• **书面练习 1**:
在下方列表中找出所有含有字符串“dark”的行，逐行照抄。

-*-

Rock-Paper-Scissors Tournament
| Time Limit: 3000MS | Memory Limit: 65536K | |
| Total Submissions: 3237 | Accepted: 1087 |
Description
Rock-Paper-Scissors is game for two players, A and B, who each choose, independently of the other, one of rock, paper, or scissors. A player chosing paper wins over a player chosing rock; a player chosing scissors wins over a player chosing paper; a player chosing rock wins over a player chosing scissors. A player chosing the same thing as the other player neither wins nor loses.
A tournament has been organized in which each of n players plays k rock-scissors-paper games with each of the other players - k*n*(n-1)/2 games in total. Your job is to compute the win average for each player, defined as w / (w + l) where w is the number of games won, and l is the number of games lost, by the player.

-*-

• **书面练习 2**:
接着上面这道石头剪刀布锦标赛题目的描述续写，从其最后一句之后开始。

-*-

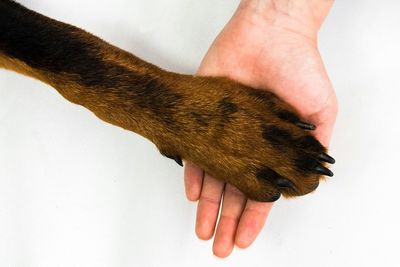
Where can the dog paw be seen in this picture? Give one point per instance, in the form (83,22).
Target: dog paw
(248,138)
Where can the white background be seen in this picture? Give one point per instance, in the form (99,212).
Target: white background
(75,191)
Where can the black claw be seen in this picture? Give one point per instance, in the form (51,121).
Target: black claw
(324,171)
(284,183)
(306,126)
(325,157)
(177,159)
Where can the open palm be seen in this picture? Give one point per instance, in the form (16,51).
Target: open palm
(278,57)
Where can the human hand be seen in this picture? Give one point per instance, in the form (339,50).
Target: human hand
(269,45)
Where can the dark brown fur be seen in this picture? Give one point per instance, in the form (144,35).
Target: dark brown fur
(246,137)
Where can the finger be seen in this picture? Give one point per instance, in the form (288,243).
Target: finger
(208,207)
(193,177)
(233,204)
(325,120)
(251,222)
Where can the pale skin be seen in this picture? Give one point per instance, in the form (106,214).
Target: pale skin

-*-

• **书面答案 1**:
Where can the dark brown fur be seen in this picture? Give one point per instance, in the form (144,35).
Target: dark brown fur

• **书面答案 2**:
Input
Input consists of several test cases. The first line of input for each case contains 1 <= n <= 100 1 <= k <= 100 as defined above. For each game, a line follows containing p1, m1, p2, m2. 1 <= p1 <= n and 1 <= p2 <= n are distinct integers identifying two players; m1 and m2 are their respective moves ("rock", "scissors", or "paper"). A line containing 0 follows the last test case.
Output
Output one line each for player 1, player 2, and so on, through player n, giving the player's win average rounded to three decimal places. If the win average is undefined, output "-". Output an empty line between cases.
Sample Input
2 4
1 rock 2 paper
1 scissors 2 paper
1 rock 2 rock
2 rock 1 scissors
2 1
1 rock 2 paper
0
Sample Output
0.333
0.667
0.000
1.000
Hint
Huge input,scanf is recommended.
Source
问题链接:POJ2654 HDU1148 ZOJ2552 UVA10903 Rock-Paper-Scissors Tournament
问题描述:(略)
问题分析:
这个题是有关石头剪刀布的游戏,按照题意计算即可。归类为模拟有点牵强附会附会。
程序说明:
程序中如果缺少28-29行,似乎在ZOJ2552中会TLE。
参考链接:(略)
题记:(略)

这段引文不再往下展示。